## start

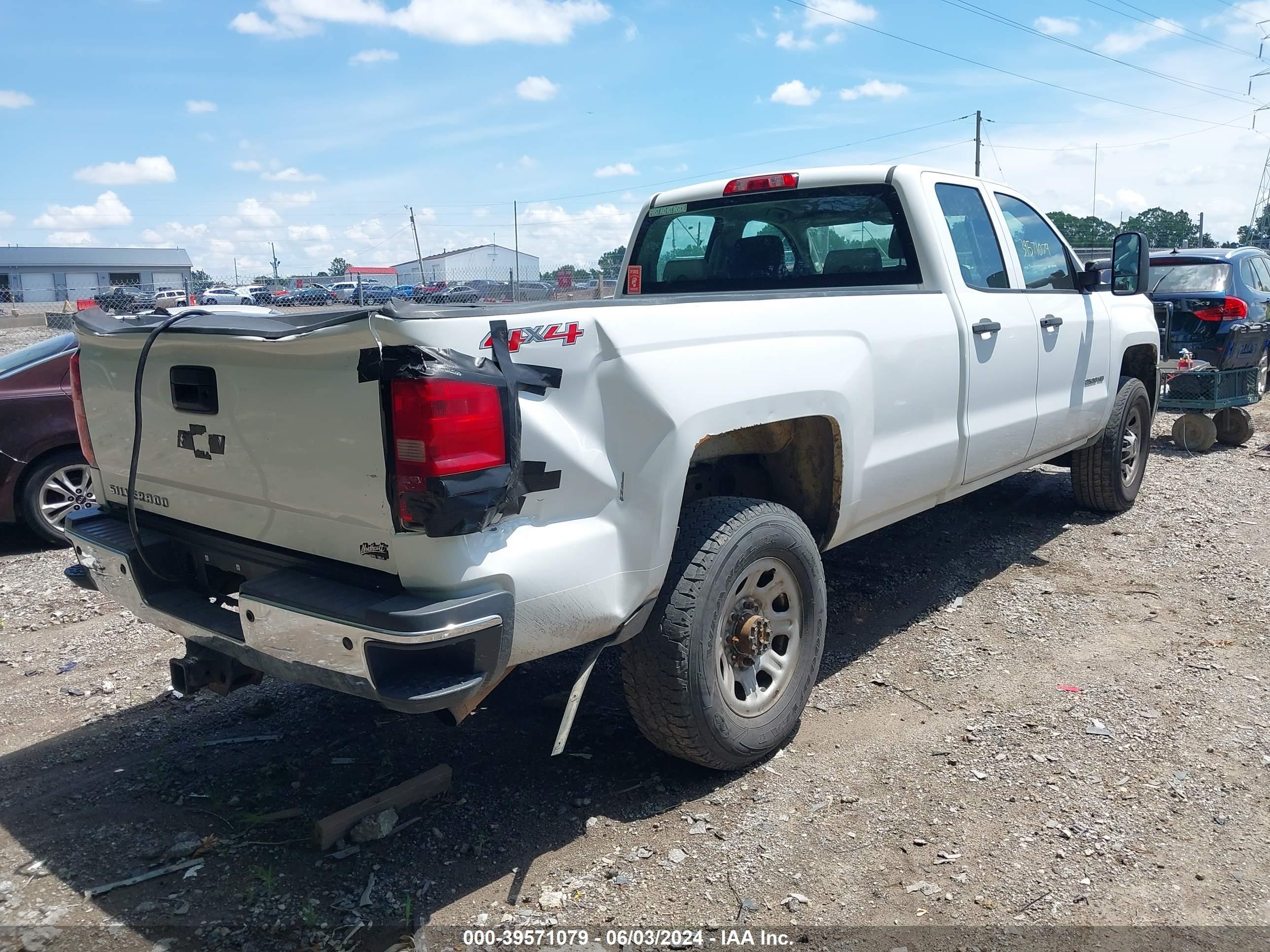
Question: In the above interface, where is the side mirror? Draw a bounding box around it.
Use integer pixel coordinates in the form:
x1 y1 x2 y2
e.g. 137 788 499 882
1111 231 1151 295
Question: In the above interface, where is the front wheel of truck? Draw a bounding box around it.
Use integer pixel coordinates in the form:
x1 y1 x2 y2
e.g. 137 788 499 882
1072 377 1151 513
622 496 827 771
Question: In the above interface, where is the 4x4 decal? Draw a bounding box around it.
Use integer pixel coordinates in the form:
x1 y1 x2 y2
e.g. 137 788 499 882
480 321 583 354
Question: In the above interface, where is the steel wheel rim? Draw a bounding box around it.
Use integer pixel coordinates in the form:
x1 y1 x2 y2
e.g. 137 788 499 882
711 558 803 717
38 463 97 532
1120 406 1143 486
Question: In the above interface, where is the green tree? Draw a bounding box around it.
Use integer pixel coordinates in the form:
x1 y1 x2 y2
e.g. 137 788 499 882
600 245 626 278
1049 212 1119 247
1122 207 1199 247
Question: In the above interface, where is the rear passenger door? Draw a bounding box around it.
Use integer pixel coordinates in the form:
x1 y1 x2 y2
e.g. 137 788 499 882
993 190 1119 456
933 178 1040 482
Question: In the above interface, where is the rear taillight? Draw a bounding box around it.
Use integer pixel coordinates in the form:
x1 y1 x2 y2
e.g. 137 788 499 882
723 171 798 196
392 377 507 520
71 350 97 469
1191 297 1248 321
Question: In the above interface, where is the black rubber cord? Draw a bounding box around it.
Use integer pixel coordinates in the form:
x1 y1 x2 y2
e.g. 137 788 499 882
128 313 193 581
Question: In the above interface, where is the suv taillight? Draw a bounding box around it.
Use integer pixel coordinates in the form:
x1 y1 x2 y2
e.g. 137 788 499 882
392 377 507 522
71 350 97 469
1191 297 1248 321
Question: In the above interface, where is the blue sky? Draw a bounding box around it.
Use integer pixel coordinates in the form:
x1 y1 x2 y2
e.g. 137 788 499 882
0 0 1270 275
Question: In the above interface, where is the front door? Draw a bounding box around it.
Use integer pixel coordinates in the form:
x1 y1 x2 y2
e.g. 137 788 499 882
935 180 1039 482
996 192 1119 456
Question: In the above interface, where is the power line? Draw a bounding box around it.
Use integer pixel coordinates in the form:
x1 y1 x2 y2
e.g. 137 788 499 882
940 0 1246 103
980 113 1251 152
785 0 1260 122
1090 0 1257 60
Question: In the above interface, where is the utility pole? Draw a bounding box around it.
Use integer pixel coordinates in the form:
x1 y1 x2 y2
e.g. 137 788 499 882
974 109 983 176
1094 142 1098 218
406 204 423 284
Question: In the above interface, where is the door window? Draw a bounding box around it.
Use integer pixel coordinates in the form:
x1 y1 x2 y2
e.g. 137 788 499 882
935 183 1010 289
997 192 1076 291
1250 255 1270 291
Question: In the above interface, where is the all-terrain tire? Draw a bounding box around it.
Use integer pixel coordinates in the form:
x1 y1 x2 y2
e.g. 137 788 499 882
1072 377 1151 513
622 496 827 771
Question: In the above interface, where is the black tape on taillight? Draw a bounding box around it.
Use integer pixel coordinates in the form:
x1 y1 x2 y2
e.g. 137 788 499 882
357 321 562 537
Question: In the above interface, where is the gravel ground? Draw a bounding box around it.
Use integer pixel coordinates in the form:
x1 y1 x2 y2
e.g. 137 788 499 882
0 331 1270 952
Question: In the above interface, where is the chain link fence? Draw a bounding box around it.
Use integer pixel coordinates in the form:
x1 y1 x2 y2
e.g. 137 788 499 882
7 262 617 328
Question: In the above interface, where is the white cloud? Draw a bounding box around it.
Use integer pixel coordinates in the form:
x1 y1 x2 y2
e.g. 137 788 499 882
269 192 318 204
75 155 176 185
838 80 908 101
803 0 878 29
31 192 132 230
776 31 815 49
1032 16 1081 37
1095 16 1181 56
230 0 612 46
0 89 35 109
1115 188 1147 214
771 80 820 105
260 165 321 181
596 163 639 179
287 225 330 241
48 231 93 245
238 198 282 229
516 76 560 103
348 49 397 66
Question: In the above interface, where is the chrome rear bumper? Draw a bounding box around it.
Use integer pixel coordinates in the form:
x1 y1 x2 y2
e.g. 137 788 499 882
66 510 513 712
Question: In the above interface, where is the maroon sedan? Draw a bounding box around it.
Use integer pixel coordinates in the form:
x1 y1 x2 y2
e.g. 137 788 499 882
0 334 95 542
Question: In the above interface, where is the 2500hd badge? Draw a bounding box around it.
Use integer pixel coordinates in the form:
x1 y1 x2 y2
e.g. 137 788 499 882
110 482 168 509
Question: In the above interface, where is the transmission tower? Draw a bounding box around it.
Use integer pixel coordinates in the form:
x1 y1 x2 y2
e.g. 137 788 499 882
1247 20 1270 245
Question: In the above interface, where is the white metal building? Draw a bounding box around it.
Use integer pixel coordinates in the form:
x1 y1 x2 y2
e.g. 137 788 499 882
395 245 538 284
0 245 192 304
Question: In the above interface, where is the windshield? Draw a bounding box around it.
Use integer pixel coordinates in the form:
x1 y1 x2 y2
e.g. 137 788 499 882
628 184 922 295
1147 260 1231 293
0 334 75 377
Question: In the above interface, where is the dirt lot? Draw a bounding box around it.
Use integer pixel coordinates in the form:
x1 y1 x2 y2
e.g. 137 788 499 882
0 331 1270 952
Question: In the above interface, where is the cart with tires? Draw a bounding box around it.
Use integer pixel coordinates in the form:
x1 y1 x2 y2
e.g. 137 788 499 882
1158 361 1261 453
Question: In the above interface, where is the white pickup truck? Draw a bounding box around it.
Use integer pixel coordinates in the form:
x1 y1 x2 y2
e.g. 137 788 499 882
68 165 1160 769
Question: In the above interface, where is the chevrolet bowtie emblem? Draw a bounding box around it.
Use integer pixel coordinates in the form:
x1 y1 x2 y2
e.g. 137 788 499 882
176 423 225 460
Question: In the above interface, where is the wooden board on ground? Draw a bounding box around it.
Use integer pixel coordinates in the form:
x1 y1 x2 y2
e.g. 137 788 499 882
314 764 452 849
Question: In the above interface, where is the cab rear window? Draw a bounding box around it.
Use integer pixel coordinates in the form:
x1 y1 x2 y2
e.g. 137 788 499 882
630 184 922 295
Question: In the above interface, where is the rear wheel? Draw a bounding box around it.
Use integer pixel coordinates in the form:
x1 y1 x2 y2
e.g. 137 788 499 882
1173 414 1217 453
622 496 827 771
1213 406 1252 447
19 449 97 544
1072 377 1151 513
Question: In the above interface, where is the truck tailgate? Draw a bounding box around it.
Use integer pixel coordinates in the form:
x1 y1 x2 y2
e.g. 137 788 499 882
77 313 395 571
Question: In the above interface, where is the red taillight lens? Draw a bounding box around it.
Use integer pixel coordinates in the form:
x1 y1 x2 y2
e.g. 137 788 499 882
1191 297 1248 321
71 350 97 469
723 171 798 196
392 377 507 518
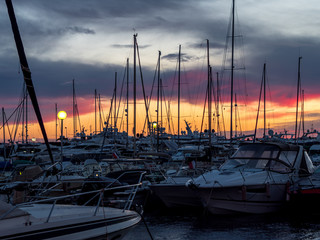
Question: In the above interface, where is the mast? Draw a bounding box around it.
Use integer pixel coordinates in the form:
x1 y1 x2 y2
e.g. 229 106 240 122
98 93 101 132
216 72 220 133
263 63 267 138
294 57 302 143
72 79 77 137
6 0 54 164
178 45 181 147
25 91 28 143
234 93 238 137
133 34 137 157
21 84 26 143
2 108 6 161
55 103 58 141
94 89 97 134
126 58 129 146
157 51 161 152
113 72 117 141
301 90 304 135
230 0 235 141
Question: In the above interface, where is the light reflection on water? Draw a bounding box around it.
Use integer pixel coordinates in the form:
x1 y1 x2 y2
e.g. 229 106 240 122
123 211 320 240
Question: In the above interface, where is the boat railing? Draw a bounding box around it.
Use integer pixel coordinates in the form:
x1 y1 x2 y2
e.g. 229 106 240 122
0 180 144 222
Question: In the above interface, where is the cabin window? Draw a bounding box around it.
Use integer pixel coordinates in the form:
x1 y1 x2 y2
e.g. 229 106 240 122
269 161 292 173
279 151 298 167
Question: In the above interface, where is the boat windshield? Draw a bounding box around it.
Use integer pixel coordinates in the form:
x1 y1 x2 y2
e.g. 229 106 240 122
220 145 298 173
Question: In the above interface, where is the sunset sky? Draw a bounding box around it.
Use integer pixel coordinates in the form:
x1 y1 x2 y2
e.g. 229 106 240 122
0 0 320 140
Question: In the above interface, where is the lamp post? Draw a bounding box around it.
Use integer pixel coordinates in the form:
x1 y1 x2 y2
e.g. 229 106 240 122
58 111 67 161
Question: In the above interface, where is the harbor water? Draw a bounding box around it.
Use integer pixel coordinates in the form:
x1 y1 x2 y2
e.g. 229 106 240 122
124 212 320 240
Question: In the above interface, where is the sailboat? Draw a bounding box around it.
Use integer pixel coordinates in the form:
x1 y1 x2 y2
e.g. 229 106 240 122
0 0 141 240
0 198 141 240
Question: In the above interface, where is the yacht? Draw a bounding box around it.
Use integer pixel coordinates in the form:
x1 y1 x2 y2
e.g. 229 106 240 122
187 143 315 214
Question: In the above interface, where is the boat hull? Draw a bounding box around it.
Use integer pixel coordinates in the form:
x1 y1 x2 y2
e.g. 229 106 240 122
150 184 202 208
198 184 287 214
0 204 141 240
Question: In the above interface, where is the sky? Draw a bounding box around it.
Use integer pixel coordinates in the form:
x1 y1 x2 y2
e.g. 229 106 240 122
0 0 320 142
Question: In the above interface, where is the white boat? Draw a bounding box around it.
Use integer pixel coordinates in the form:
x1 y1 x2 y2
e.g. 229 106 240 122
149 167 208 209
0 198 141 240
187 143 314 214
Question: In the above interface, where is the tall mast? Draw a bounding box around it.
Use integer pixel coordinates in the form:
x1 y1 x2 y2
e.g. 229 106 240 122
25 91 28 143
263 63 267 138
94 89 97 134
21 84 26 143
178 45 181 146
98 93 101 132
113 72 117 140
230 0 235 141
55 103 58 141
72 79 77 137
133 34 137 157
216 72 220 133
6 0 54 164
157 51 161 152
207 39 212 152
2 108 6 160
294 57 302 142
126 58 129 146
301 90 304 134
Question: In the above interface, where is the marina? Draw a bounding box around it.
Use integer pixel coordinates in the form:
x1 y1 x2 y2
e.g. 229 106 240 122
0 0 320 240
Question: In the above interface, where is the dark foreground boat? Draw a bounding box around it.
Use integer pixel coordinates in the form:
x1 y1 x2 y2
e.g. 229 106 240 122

## end

Rewrite the listing starting with the line containing "Question: In the above interface, where is the marina?" and continuing through the end of the listing, substituting "moored sailboat" for "dark foreground boat" and keeping everything else unchanged.

Question: In the above interface, where is the marina? Draw a bounding box around it.
Use integer pixel coordinates in the form:
x1 y1 x2 y2
e.g. 229 106 240 122
0 0 320 240
Question: In the above interface, where is the moored sailboat? Draw a bounding box around it.
Use integer pixel coordinates in the form:
x1 y1 x2 y2
e.g. 229 106 240 122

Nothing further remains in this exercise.